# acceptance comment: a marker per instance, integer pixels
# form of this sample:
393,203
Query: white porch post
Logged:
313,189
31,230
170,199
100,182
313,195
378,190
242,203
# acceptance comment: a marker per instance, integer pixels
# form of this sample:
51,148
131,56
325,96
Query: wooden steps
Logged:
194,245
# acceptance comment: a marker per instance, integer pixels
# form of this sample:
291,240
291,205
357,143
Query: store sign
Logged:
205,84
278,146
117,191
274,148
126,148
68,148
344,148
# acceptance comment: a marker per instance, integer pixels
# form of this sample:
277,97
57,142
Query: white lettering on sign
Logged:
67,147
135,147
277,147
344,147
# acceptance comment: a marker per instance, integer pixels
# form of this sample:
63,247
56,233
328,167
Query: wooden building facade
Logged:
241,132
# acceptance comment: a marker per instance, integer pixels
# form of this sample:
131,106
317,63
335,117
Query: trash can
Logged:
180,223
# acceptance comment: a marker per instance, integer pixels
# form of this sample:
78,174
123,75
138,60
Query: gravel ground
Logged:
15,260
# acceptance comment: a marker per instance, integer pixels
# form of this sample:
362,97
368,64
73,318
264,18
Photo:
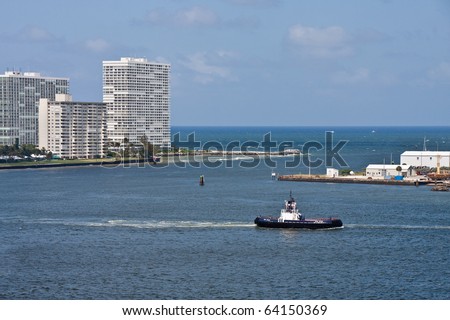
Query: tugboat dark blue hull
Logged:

Work instructions:
Go through the lines above. Select every one that has the string "white".

Output for this task:
Query: white porch post
Query: white lettering on sign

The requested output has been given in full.